** Begin Data to process **

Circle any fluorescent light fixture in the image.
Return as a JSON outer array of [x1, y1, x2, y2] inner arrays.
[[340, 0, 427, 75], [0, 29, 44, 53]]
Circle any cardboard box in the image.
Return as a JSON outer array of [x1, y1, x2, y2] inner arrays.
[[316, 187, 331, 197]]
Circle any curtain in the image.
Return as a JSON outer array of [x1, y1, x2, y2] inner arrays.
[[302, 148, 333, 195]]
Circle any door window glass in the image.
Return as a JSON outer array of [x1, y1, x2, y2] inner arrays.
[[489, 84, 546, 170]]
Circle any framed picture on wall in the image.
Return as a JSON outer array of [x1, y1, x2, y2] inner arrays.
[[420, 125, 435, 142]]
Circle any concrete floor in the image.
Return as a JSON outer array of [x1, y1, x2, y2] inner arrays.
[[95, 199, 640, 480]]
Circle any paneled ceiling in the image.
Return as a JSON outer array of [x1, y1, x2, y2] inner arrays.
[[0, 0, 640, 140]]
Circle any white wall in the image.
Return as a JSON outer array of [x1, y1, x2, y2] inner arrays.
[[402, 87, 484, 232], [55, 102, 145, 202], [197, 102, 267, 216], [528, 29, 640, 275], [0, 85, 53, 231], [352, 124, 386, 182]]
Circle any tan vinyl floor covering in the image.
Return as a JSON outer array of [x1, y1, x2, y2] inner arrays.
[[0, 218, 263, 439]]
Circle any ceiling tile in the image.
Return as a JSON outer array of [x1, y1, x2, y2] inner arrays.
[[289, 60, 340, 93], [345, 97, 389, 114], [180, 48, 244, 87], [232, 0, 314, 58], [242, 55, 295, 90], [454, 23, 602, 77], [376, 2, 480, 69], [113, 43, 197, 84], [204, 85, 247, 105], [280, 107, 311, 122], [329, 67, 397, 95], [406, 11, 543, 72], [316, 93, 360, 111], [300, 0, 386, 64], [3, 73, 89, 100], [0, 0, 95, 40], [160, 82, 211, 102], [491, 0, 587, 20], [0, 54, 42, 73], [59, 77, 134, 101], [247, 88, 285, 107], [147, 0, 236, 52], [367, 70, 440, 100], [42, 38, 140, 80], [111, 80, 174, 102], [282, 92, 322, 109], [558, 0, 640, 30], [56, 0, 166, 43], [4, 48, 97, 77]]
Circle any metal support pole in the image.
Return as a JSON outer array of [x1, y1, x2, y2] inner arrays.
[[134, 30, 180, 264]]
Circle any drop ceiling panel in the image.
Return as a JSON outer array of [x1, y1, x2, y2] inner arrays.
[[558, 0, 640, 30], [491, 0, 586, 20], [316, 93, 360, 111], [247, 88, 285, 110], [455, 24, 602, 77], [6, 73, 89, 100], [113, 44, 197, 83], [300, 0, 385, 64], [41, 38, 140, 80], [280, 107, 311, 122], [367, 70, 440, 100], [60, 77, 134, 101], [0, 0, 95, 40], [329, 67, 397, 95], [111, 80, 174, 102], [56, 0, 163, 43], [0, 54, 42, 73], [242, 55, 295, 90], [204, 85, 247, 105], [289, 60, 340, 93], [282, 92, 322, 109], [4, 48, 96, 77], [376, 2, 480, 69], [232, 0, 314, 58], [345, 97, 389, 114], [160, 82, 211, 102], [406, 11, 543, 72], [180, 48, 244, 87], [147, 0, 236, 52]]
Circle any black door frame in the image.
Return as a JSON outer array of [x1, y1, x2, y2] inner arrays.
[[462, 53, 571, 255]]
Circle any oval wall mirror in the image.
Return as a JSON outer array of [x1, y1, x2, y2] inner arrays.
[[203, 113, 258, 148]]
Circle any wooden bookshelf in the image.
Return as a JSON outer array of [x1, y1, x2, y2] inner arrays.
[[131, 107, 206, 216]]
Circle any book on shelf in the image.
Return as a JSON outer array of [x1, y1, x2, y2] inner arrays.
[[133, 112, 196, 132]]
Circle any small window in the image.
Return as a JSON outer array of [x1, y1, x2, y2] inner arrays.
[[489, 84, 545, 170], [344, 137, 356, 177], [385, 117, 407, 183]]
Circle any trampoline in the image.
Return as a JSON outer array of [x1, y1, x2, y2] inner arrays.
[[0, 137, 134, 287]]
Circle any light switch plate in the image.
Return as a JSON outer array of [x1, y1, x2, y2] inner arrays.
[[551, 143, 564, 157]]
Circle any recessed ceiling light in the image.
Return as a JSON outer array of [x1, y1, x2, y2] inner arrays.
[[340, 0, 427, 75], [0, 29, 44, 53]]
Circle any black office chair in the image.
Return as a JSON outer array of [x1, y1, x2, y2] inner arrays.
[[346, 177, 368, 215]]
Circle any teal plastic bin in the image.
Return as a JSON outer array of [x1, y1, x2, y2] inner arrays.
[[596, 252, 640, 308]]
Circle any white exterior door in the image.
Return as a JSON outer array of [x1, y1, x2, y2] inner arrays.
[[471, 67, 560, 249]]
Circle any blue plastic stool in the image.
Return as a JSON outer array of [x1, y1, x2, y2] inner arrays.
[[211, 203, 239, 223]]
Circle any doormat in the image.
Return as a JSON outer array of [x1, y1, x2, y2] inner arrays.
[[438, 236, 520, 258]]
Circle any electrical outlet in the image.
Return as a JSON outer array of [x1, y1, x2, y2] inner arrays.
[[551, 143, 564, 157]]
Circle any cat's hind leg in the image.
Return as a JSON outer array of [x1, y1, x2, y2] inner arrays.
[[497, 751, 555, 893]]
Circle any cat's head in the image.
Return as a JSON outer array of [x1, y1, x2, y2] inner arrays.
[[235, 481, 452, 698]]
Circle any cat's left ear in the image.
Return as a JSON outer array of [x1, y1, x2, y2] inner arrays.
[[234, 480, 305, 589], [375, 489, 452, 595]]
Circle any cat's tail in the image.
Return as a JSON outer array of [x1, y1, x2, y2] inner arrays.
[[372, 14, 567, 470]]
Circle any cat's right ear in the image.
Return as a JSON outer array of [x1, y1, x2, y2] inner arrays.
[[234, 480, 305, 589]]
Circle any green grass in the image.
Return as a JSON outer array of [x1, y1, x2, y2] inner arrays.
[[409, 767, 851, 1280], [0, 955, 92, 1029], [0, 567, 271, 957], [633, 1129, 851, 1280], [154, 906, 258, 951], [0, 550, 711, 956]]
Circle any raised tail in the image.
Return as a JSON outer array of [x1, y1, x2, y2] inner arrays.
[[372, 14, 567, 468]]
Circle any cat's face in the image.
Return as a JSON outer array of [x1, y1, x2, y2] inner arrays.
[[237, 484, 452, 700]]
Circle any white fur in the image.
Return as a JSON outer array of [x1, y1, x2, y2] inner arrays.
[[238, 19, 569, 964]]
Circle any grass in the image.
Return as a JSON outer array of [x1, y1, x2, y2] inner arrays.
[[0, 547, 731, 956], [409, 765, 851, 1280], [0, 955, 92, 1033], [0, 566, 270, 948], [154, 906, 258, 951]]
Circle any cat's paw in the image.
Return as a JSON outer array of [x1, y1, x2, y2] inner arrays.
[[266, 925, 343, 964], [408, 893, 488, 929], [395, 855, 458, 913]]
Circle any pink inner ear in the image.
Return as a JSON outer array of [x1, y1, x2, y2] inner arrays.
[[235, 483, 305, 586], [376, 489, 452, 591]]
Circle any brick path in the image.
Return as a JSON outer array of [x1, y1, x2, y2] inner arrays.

** End Data to process **

Task prompt —
Copy out each item above word for word, keeping its lines and the order of the items unchanged.

Result below —
Circle any fluorescent light fixture in the image.
Return as a JSON outer array of [x1, y1, x2, y2] inner arrays.
[[340, 0, 427, 75], [0, 29, 44, 53]]
Circle any cardboard box in the image.
Return as a JSON outer array of [x1, y1, x2, y2] inner arrays.
[[316, 187, 331, 197]]
Circle any curtain in the image.
Return as a JSON outer array of [x1, y1, x2, y2] inner arrays.
[[302, 148, 333, 195]]
Circle any door window glass in the image.
Return as a JSON outer array of [x1, y1, x2, y2] inner arrays.
[[489, 84, 546, 170]]
Circle any framed picture on wall in the image.
Return as a JSON outer array of [x1, y1, x2, y2] inner arrays.
[[420, 125, 435, 142]]
Circle any concrete floor in the image.
Return as a JSON outer array of [x1, y1, x2, y2] inner arrays.
[[95, 199, 640, 480]]
Circle any paneled ceiling in the image.
Return as a JSON outer array of [x1, y1, x2, y2] inner arrays.
[[0, 0, 640, 140]]
Circle any white wall in the image.
Return as a JSON outer array of [x1, y1, x2, y2] inner arrays.
[[402, 87, 484, 232], [55, 102, 145, 202], [197, 102, 267, 216], [528, 29, 640, 275], [0, 85, 53, 231], [352, 124, 386, 182]]
Circle any tan vinyl floor covering in the image.
Return as a JSON outer array of [x1, y1, x2, y2] inner arrays.
[[0, 218, 263, 439]]
Circle any ceiling tile in the image.
Return as a JSON outer array of [x1, y1, x2, y2] inner arrays.
[[289, 60, 340, 93], [345, 97, 389, 114], [180, 48, 244, 87], [232, 0, 314, 58], [242, 55, 295, 90], [454, 23, 602, 77], [376, 2, 480, 69], [113, 43, 197, 84], [204, 85, 247, 105], [280, 107, 311, 122], [329, 67, 397, 95], [406, 11, 543, 72], [316, 93, 360, 111], [300, 0, 386, 64], [3, 73, 89, 100], [0, 0, 95, 40], [160, 82, 211, 102], [491, 0, 587, 20], [0, 54, 42, 73], [59, 77, 134, 101], [247, 88, 285, 107], [147, 0, 236, 52], [367, 70, 440, 100], [42, 38, 140, 80], [111, 80, 174, 102], [282, 92, 322, 109], [558, 0, 640, 30], [56, 0, 166, 43], [4, 48, 97, 77]]
Circle any metal support pole in the image.
Return as a JSON outer array of [x1, y1, x2, y2] inner arrays.
[[134, 30, 180, 264]]
Circle any drop ceiling panel in the image.
Return as a JSON outer array of [x1, y1, x2, y2] inner arrays.
[[558, 0, 640, 30], [491, 0, 586, 20], [316, 93, 360, 111], [247, 88, 285, 110], [455, 24, 602, 77], [6, 73, 89, 100], [113, 44, 197, 83], [300, 0, 385, 64], [41, 38, 140, 80], [280, 107, 311, 122], [367, 70, 440, 100], [60, 77, 134, 101], [0, 0, 95, 40], [329, 67, 397, 95], [111, 80, 174, 102], [56, 0, 163, 43], [0, 54, 42, 73], [242, 55, 295, 90], [204, 85, 247, 105], [289, 60, 340, 93], [282, 92, 322, 109], [4, 48, 96, 77], [376, 2, 480, 69], [232, 0, 314, 58], [345, 97, 389, 114], [160, 82, 211, 102], [406, 11, 543, 72], [180, 48, 244, 87], [147, 0, 236, 52]]
Circle any black door frame in the image.
Return as a JSON outer array of [x1, y1, x2, y2] inner arrays.
[[462, 53, 571, 255]]
Circle any oval wall mirror in the image.
Return as a JSON outer array of [x1, y1, x2, y2] inner arrays.
[[203, 113, 258, 148]]
Circle any wooden bookshelf in the image.
Return as a JSON outer array of [x1, y1, x2, y2] inner arrays.
[[131, 107, 206, 216]]
Circle any book on shelf in the image.
Return as a JSON outer array of [x1, y1, x2, y2] inner arrays.
[[133, 112, 196, 132]]
Circle any small window in the image.
Return as a JSON outer array of [x1, y1, x2, y2] inner arrays.
[[489, 84, 545, 170], [344, 137, 356, 177], [385, 117, 407, 183]]
Circle any trampoline in the image.
Return as a JSON outer array of [x1, y1, x2, y2] inner arrays.
[[0, 137, 134, 287]]
Circle any light switch plate in the image.
Return as a JSON outer array of [x1, y1, x2, y2] inner arrays.
[[551, 143, 564, 157]]
Circle any recessed ceiling light in the image.
Return as a JSON outer array of [x1, y1, x2, y2] inner arrays.
[[340, 0, 427, 75], [0, 29, 44, 53]]
Circle any black office chair in the image.
Return as a JSON outer array of [x1, y1, x2, y2] inner arrays.
[[346, 177, 368, 215]]
Circle any teal plastic bin in the image.
Return as a JSON outer array of [x1, y1, x2, y2] inner arrays.
[[596, 252, 640, 308]]
Circle any white exterior door in the image.
Return as a JSON outer array of [x1, y1, x2, y2] inner arrays.
[[471, 67, 560, 249]]
Circle any blue plastic stool in the image.
Return as a JSON outer array of [x1, y1, x2, y2] inner arrays.
[[211, 203, 239, 223]]
Circle any doormat in the image.
Return as a JSON outer array of [x1, y1, x2, y2] inner arrays.
[[438, 236, 520, 258]]
Circle any electrical outlet in the image.
Return as a JSON outer array of [x1, y1, x2, y2] inner arrays.
[[551, 143, 564, 157]]
Circle any cat's hind leg in the image.
Return as a JSON outer array of [x1, y1, x2, y2] inner arrays.
[[497, 751, 555, 893]]
Circle any cat's head in the image.
Return as a JSON outer array of [x1, y1, x2, y2] inner arrays.
[[235, 481, 452, 698]]
Circle any cat's left ear in the image.
Return as a JSON outer array of [x1, y1, x2, y2] inner arrays.
[[234, 480, 305, 589], [375, 489, 452, 595]]
Circle any cat's tail in the image.
Return as a JSON outer array of [x1, y1, x2, y2] inner arrays.
[[372, 14, 567, 470]]
Circle any cat's right ear in the image.
Return as a JSON outer array of [x1, y1, x2, y2] inner arrays.
[[234, 480, 305, 589]]
Circle any green grass in the image.
Return as a JSON outer array of [x1, y1, x2, y2] inner arrays.
[[409, 767, 851, 1280], [0, 955, 92, 1029], [0, 567, 271, 957], [633, 1129, 851, 1280], [154, 906, 258, 951], [0, 550, 711, 956]]
Circle any raised tail in the image.
Return as a JSON outer array of [x1, y1, x2, y2] inner arrays.
[[372, 14, 567, 468]]
Circle any cat's face in the image.
Return as a JSON outer array of [x1, y1, x2, y2] inner arrays.
[[237, 484, 452, 700]]
Circle any white fur in the image.
Return as a JSON outer array of [x1, y1, x2, y2] inner arrays.
[[238, 19, 569, 964]]
Circle any grass in the image.
Return as a JSON outer array of [x1, y1, x2, y2] inner arrays.
[[0, 547, 731, 956], [409, 765, 851, 1280], [0, 955, 92, 1033], [0, 566, 270, 948], [154, 906, 258, 951]]
Circle any cat's paw in the image.
Return as a JSON outer array of [x1, y1, x2, y2] inner arrays.
[[266, 925, 343, 964], [408, 893, 488, 929], [395, 855, 458, 913]]
Circle any pink inner ear in the image.
Return as a JSON outer array of [x1, y1, x2, y2] inner arrays.
[[235, 483, 305, 586], [376, 489, 452, 591]]
Circle any brick path in the image.
Return as a JSON outer array of [x1, y1, x2, y2] inner arrays.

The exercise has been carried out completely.